Eight years ago, the Tokyo University of Science Researcher Network was founded as a forum for TUS researchers to communicate and interact through their research across the frame of departments and specialties. The network’s founding was preceded by multidisciplinary discussions between volunteers working toward the Global COE Program application. The aims of the network were not only to expand the research horizons of individual researchers, but also to discover and create interdisciplinary and new research fields through the understanding of other scientific disciplines. Then, in collaboration with National Cancer Center East Hospital, the Center for Technologies against Cancer (CTC) was founded in 2009 by researchers, including many of the network members. The aim of the center was to develop innovative diagnostic and treatment methods for cancer. Tokyo University of Science does not have a school of medicine, so the founding of the CTC was our first organizational effort to enter the fields of healthcare and medicine. Yet, we were able to make great strides and accomplish much. Notable achievements include hosting a total of 21 lectures by physicians at the National Cancer Center to advance the understanding of cancer treatment among our faculty members and students, and conducting on-campus recruitment of engineering and science faculty members to expand the Researcher Network and get them involved in healthcare or medical research for the first time. Upon the closing of the CTC in 2013, we decided to established the new research division to inherit, maintain, and expand what we have achieved from the CTC activities, such as the cooperative on- and off-campus networks connecting the fields of medicine, science, and technology. Through this division, we will continue ongoing research and development to promote the commercialization of research results, and will prepare for the founding of a new research center that will take over the cooperative projects developed by the CTC.
With a life expectancy of 86 years for women and 80 years for men, Japan has become the world’s leading country in terms of longevity. However, to realize a society with sustainable health and longevity, it is essential to shift from hospital-based care to home healthcare, to prevent bed confinement and dementia, and to develop early diagnostic and treatment methods for chronic diseases such as cancer, cardiovascular and cerebral nerve diseases, allergic diseases, and autoimmune diseases. In collaboration with off-campus medical institutions, this research division integrates cross-sectionally the highly specialized science and technology developed at TUS with the aim of realizing innovative healthcare techniques that contribute to creating a society where people live long, healthy lives.

**Data listing**:

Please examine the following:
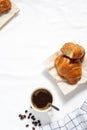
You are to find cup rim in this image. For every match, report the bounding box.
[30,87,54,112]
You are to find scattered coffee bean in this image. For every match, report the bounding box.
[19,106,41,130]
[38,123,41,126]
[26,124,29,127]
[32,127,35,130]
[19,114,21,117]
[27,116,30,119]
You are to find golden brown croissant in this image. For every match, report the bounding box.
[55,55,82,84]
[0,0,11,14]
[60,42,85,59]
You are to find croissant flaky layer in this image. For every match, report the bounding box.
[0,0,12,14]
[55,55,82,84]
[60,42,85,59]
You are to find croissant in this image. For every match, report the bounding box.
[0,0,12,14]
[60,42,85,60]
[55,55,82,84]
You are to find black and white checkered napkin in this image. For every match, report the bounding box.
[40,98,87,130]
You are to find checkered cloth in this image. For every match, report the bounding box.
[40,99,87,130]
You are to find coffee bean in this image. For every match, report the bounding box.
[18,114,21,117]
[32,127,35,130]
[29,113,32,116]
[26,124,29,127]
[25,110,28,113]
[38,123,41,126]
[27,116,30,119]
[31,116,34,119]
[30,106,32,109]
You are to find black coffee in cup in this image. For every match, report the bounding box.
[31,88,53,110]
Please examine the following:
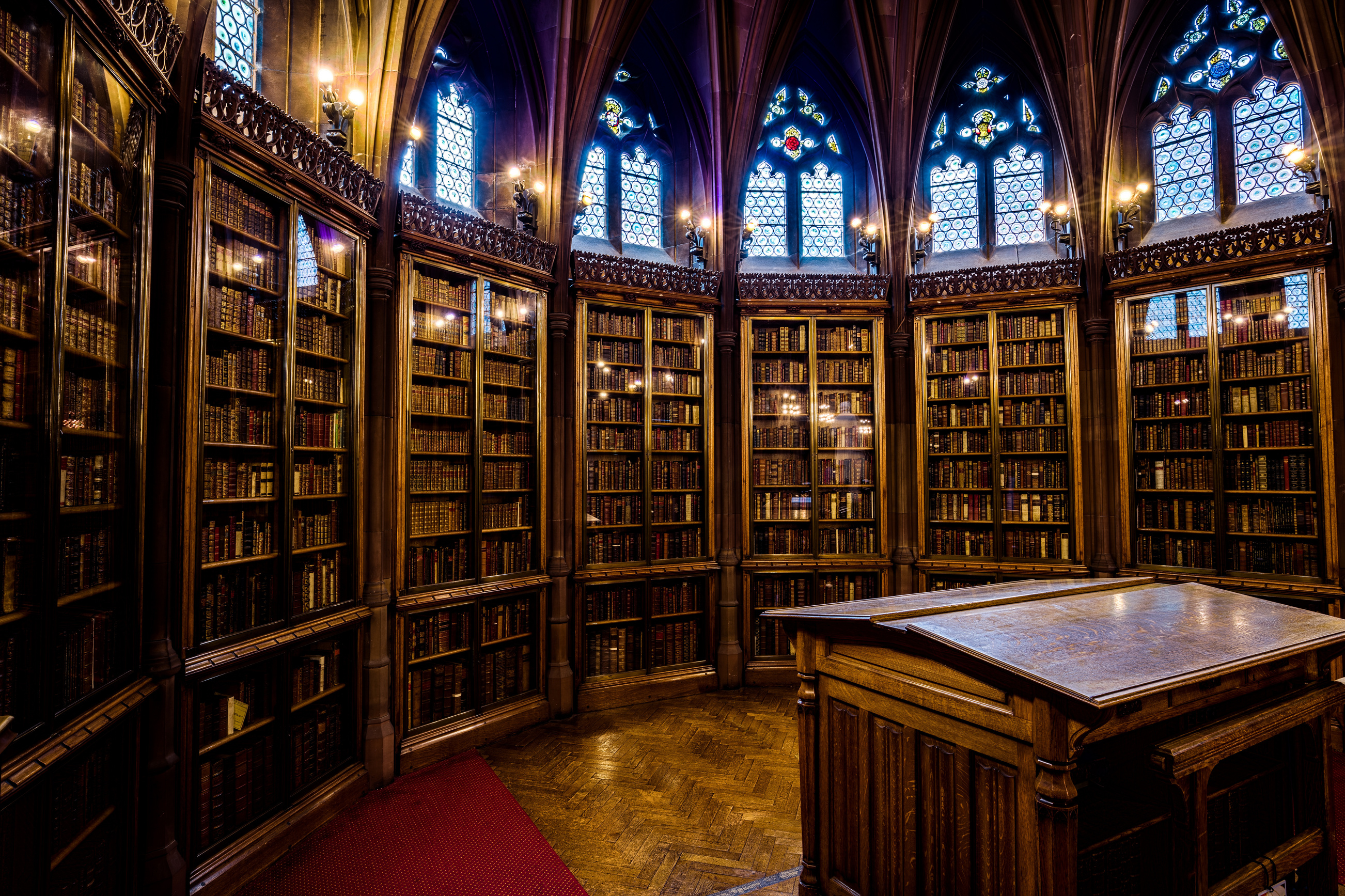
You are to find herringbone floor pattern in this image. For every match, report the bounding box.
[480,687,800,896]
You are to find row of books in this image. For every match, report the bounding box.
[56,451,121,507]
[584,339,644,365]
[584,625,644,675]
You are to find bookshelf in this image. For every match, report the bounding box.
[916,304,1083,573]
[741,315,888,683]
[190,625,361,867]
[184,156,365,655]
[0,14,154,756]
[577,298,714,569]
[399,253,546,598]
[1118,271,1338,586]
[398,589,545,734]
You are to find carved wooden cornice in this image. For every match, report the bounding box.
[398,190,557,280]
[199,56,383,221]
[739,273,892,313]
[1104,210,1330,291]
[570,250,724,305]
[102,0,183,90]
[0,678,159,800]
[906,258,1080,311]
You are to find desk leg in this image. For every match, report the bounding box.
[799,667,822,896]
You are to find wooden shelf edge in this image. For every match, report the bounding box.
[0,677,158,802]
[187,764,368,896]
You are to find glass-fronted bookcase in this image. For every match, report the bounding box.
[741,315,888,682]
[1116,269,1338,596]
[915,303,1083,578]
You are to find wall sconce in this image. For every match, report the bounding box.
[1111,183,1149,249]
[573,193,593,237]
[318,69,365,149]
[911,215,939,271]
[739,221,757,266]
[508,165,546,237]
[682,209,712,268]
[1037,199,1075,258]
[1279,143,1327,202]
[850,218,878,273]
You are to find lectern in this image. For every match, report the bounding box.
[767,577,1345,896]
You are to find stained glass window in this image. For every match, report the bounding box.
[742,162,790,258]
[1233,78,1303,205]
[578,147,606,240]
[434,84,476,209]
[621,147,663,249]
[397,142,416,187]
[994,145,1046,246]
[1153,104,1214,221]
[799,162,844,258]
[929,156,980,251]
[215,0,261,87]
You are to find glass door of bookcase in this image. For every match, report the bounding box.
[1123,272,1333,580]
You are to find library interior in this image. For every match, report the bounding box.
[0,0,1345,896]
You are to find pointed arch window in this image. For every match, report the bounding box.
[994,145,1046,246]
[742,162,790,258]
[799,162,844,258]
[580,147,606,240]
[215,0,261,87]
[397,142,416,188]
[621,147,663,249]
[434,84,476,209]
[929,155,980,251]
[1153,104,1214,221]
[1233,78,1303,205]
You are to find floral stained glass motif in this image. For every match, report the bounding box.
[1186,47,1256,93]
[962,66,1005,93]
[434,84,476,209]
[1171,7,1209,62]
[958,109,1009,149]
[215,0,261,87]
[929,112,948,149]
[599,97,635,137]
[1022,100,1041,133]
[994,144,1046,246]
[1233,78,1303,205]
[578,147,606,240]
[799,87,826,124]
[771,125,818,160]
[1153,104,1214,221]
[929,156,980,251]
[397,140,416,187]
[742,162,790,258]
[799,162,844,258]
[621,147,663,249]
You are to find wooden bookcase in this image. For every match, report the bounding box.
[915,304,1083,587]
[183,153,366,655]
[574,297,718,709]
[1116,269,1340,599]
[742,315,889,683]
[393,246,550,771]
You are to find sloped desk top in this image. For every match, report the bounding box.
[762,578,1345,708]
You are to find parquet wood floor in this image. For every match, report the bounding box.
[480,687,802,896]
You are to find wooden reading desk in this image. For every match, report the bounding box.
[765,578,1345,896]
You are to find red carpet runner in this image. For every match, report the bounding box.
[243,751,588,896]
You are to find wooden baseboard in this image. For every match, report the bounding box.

**Brief A**:
Quote the research division passage word for word, starting at "With a life" and ending at "long, healthy lives.".
**Brief B**:
According to the research division passage, in what year was the Center for Technologies against Cancer founded?
**Brief C**:
Proceed with the research division passage, picking up after its final sentence.

**Reply A**:
With a life expectancy of 86 years for women and 80 years for men, Japan has become the world’s leading country in terms of longevity. However, to realize a society with sustainable health and longevity, it is essential to shift from hospital-based care to home healthcare, to prevent bed confinement and dementia, and to develop early diagnostic and treatment methods for chronic diseases such as cancer, cardiovascular and cerebral nerve diseases, allergic diseases, and autoimmune diseases. In collaboration with off-campus medical institutions, this research division integrates cross-sectionally the highly specialized science and technology developed at TUS with the aim of realizing innovative healthcare techniques that contribute to creating a society where people live long, healthy lives.

**Reply B**:
2009

**Reply C**:
Research projects, aims, and teams
This research division creates and nurtures the advanced science and technology that serve as a foundation for realizing a society where people live long, healthy lives. This is accomplished through the networks connecting highly motivated scientists and advanced knowledge and technologies at TUS with of-campus facilities for medicine, nursing care, and health maintenance. This research division then functions as an application core for advanced science and technology and as a practical core for multidisciplinary projects like the Researchers Network. At this division, multidisciplinary core projects are developed by experts in electromechanical engineering, including robotics, microfabrication, fluid dynamics, image processing, and electronic control; materials science, including biomedical polymers, inorganic materials, and nanoparticles; information science including machine learning, big data, and bioinformatics; and medical and pharmaceutical sciences, including drug discovery, organic chemistry, health sciences, and medicine.
Advanced preventive and diagnostic technology development team
This team aims to develop techniques for early disease detection that utilize liquid biopsy or a diagnostic tool using ill explored light frequencies, to predict the prognosis of cerebral aneurysm by analyzing factors associated with growth and rupture, and to establish a living environment that prevents diseases.
Novel treatment technique development team
This team aims to 1) discover chemical and biological agents for the treatment of cancer, immune diseases (allergy and rheumatism), and infectious diseases, 2) to develop treatment systems that utilize three-dimensional information from combined diagnostic imaging, and 3) to improve the safety and efficacy of boron neutron capture therapy (BNCT) for patients with intractable cancer toward the therapy’s incorporation into clinical practice.
Functional recovery technology development team
This team aims to develop 1) robots for home healthcare and nursing care, to develop 2) artificial organs, treatment devices, and auxiliary systems using new materials and new techniques, and to develop 3) regenerative medicine technology to promote functional recovery and reconstruction.
Individualized medical technology development team
This team aims to develop 1) individualized medical technology using large-scale clinical and omics data, to predict disease prognosis computationally, to create 2) treatment selection algorithms, and to develop 3) a management engineering-based healthcare system, novel influenza vaccines, and tailor-made cancer therapies using antibody-producing cells.
Healthy longevity city development team
The aging society is rapidly developing, and the number of patients with locomotive syndrome and dementia and the number of deaths is expected to increase to a large extent in the future, whereas it is not expected to increase the number of hospital beds., which will make long-term care at hospitals difficult. Working in cooperation with the local municipalities, we aim to develop urban areas and to create medical care and nursing care systems, which made residents live and age peacefully in a familiar.